- **Aim**: Pull out each row below that contains the word "brown" and copy it in full.

- **Dataset**:
>> Start
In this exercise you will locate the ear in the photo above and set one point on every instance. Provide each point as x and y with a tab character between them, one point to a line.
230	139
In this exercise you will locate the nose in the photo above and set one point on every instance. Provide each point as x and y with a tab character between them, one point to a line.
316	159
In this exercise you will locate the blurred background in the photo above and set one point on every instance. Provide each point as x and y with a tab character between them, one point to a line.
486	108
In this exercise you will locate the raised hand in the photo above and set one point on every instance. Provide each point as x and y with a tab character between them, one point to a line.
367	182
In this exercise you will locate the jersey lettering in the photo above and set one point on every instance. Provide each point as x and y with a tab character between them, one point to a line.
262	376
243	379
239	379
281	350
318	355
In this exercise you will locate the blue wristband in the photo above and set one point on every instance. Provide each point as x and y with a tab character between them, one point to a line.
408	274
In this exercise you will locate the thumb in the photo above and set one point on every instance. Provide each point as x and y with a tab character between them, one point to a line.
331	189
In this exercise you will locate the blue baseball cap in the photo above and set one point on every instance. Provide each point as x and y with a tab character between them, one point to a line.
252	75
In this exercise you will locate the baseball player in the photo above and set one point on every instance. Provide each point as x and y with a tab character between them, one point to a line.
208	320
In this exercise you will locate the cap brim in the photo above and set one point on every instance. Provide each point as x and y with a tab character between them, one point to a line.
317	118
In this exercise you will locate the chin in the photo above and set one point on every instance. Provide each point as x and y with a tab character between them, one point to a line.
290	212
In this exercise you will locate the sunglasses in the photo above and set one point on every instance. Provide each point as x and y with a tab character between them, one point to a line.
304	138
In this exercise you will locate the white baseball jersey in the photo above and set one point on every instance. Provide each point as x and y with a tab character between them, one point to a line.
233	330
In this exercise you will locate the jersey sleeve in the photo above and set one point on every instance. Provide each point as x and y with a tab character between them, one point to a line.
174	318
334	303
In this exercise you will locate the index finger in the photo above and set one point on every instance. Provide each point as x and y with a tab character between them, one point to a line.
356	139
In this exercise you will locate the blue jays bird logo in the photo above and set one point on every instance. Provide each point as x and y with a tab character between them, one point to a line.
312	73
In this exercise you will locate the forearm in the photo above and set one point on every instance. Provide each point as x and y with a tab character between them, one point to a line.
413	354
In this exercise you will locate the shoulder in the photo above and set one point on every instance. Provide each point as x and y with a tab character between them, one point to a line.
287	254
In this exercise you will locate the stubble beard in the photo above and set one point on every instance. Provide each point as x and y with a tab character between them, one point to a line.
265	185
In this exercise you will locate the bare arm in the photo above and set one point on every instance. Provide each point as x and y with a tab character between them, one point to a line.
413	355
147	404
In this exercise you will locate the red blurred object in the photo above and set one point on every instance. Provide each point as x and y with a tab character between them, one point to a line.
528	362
>> End
>> Start
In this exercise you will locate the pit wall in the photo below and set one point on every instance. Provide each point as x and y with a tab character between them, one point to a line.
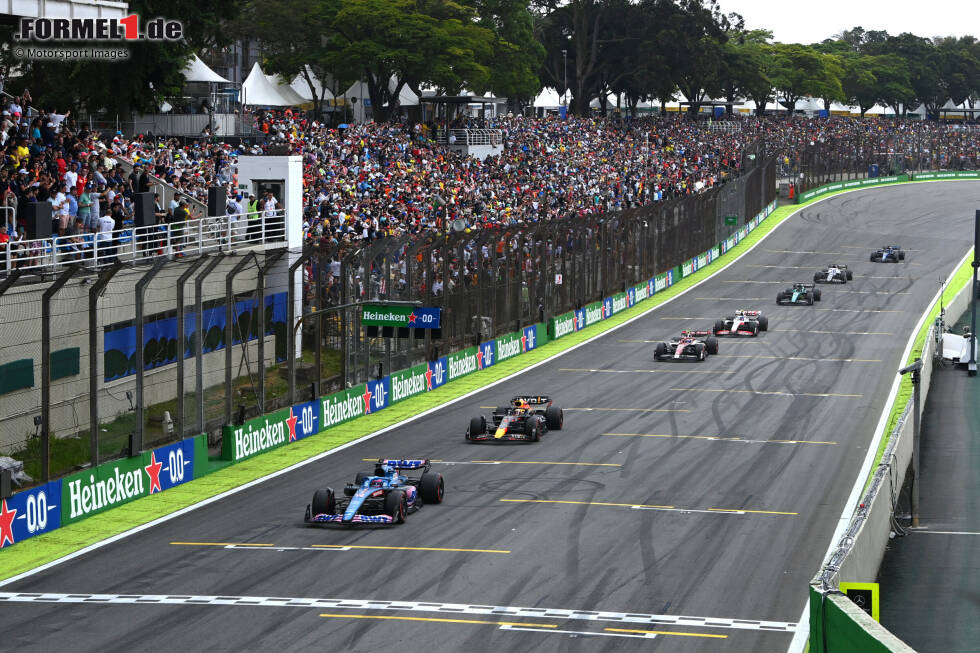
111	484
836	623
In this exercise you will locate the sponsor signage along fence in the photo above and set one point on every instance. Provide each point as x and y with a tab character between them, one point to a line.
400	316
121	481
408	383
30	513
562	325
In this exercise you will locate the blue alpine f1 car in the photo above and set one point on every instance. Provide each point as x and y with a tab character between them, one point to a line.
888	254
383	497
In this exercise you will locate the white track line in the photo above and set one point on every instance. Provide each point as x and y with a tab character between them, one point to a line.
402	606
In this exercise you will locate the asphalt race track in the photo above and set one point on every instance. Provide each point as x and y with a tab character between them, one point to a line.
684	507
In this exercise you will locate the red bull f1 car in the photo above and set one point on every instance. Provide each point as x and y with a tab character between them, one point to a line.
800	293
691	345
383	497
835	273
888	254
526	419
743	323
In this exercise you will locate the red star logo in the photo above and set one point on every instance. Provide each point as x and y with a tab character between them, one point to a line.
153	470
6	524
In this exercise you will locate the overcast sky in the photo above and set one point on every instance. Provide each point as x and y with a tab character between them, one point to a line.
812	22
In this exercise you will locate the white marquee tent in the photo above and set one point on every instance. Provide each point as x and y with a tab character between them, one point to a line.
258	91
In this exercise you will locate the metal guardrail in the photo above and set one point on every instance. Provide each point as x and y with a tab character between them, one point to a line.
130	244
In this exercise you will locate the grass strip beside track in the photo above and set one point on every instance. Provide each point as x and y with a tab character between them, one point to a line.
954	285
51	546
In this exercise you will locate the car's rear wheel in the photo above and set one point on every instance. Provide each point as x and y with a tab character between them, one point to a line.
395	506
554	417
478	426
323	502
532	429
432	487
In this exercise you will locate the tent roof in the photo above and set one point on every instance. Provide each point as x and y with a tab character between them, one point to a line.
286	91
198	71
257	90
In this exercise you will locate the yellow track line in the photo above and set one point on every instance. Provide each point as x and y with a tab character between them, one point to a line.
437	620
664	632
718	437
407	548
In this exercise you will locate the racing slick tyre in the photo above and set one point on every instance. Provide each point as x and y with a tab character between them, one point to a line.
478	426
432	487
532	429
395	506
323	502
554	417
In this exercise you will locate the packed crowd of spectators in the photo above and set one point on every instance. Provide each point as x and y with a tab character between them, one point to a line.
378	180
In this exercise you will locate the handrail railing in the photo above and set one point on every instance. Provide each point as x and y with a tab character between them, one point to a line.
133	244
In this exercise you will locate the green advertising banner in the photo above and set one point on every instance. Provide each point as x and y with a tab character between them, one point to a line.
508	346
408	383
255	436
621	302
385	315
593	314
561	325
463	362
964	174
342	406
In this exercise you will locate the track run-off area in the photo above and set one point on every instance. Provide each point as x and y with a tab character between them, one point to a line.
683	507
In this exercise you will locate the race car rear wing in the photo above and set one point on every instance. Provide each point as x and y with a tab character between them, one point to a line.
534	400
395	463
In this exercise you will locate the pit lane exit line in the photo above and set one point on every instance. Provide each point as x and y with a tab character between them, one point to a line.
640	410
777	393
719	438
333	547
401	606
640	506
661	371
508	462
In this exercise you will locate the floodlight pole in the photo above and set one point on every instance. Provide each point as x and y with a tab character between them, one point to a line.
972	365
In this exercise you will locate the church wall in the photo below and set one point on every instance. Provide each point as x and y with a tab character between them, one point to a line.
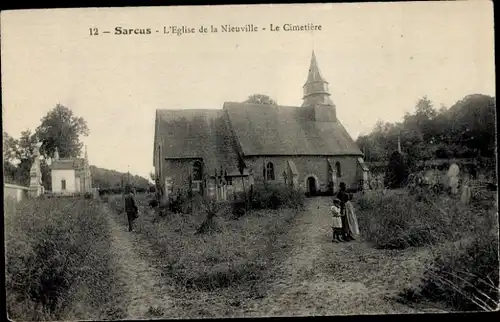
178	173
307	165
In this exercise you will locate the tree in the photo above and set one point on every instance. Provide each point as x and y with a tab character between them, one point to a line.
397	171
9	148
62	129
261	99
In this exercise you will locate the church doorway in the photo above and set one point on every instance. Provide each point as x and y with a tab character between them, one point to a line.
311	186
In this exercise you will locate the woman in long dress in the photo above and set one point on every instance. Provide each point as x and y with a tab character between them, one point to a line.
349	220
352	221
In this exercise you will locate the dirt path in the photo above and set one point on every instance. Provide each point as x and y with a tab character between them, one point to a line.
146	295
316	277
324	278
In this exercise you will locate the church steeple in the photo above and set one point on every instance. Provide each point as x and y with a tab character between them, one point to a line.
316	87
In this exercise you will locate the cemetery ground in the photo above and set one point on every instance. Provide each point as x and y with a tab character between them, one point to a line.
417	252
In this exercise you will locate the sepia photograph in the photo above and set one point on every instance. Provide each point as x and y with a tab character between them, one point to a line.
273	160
>> End
>> Start
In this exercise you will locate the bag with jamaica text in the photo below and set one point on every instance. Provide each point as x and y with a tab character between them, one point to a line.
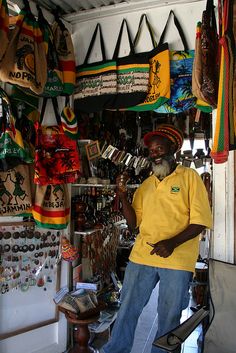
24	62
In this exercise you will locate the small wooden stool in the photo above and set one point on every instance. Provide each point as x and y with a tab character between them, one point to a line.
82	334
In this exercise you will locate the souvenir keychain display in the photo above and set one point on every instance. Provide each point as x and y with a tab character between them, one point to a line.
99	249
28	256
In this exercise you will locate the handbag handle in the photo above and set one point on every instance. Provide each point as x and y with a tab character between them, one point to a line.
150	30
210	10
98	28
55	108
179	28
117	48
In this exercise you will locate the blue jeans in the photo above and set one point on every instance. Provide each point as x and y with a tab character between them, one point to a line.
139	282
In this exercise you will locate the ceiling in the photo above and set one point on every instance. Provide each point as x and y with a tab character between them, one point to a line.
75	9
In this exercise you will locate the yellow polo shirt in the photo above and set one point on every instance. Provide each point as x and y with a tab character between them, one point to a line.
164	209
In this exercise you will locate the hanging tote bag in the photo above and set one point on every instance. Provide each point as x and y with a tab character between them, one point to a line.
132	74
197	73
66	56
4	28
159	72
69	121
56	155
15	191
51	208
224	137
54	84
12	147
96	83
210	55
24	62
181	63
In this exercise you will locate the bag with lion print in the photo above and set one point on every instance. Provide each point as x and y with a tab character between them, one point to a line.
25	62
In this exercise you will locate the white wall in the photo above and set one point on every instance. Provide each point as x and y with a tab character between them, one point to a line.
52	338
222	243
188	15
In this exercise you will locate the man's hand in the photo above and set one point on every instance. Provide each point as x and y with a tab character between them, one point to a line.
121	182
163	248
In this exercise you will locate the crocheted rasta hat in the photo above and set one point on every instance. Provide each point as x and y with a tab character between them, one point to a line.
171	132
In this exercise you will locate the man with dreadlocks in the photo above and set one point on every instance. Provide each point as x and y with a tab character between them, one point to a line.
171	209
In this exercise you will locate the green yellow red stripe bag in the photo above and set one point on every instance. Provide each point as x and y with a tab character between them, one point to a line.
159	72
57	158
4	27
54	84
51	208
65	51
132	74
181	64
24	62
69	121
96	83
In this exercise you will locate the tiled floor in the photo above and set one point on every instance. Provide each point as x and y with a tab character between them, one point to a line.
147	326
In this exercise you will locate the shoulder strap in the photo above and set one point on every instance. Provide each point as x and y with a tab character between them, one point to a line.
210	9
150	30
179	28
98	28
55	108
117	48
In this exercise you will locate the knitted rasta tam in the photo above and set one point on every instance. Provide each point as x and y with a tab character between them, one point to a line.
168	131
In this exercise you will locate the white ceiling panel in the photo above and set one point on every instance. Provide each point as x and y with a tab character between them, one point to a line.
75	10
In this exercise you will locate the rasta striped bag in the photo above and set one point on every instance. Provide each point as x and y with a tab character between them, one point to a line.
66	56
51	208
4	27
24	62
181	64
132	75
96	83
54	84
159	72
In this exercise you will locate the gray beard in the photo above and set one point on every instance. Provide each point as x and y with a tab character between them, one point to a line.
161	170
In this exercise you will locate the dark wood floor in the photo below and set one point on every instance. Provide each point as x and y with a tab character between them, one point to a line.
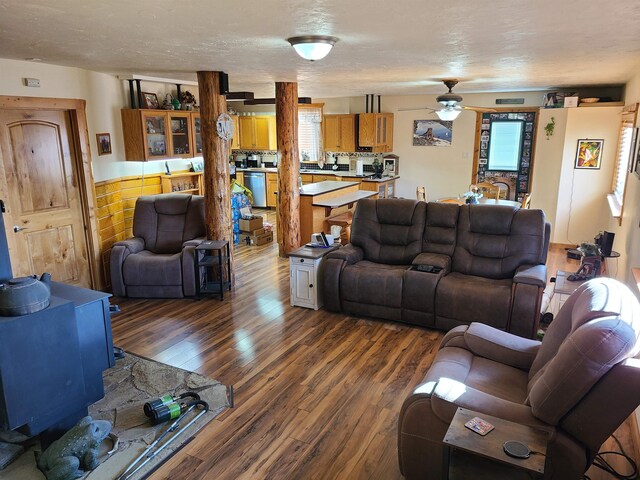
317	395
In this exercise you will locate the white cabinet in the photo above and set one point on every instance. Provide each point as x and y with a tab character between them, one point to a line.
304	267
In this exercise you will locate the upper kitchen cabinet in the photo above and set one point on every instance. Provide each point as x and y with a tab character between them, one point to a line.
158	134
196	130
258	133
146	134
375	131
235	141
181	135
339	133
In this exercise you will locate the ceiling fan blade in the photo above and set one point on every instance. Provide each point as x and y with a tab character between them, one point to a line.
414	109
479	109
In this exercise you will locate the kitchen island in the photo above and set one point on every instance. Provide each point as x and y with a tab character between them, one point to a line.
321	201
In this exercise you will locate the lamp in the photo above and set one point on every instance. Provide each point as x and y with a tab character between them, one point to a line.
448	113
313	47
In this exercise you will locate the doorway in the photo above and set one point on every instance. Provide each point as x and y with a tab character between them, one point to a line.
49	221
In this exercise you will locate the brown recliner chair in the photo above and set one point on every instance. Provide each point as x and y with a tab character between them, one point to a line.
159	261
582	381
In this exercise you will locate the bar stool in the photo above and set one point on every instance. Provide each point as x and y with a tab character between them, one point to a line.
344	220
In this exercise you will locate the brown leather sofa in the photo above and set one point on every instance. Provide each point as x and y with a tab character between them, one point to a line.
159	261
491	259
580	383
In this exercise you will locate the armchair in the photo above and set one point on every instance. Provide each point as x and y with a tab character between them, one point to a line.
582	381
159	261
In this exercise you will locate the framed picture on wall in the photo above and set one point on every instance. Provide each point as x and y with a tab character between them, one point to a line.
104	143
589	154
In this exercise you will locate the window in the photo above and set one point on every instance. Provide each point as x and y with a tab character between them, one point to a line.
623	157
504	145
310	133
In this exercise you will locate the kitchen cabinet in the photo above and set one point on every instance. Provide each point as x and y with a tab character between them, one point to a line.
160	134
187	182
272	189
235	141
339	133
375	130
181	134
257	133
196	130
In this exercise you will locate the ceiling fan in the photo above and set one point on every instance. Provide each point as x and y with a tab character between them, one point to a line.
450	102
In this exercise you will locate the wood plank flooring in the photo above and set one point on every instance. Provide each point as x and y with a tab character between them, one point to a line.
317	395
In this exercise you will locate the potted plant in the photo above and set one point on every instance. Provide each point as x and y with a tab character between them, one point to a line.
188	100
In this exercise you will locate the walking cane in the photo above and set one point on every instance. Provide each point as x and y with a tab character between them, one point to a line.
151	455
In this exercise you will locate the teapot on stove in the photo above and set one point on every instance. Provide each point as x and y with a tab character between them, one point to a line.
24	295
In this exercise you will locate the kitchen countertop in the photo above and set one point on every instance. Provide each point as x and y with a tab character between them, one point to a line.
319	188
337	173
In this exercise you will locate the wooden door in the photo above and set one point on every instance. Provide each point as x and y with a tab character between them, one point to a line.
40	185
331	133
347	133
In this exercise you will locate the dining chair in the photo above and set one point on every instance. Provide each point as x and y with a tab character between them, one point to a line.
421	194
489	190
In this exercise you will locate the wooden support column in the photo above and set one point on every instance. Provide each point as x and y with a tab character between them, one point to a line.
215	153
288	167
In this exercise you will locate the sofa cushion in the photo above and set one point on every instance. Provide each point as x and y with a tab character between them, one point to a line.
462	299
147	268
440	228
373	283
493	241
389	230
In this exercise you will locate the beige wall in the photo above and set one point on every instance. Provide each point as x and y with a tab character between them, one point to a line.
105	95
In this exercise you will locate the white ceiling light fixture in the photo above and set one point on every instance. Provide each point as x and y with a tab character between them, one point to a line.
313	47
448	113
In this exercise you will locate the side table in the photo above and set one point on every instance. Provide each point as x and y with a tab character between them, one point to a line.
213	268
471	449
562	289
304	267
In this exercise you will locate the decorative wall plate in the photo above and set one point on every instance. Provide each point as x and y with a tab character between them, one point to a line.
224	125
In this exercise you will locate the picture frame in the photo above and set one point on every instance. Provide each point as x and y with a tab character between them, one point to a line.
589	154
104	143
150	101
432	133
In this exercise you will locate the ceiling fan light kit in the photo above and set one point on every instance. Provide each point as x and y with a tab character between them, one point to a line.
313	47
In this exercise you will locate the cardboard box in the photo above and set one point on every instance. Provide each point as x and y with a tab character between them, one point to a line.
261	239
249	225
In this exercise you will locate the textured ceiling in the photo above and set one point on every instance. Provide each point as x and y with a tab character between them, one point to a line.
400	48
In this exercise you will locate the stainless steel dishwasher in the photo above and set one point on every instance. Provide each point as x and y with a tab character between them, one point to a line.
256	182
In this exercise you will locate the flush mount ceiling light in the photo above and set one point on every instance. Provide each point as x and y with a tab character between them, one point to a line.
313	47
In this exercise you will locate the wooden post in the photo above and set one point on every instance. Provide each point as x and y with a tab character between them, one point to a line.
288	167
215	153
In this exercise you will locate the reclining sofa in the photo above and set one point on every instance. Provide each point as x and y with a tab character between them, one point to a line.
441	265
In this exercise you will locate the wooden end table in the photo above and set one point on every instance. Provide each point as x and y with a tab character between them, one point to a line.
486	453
>> End
- **Answer to this task**:
In this exercise you will locate the brown recliner chair in the photo above and set one point on every instance. Provide each point as x and y with a tab character between them, one point to a line.
In this exercise you will locate the brown leather sofa in the photo above and set one point on every instance. Provide each point as x and y with a tab character between them, one point to a line.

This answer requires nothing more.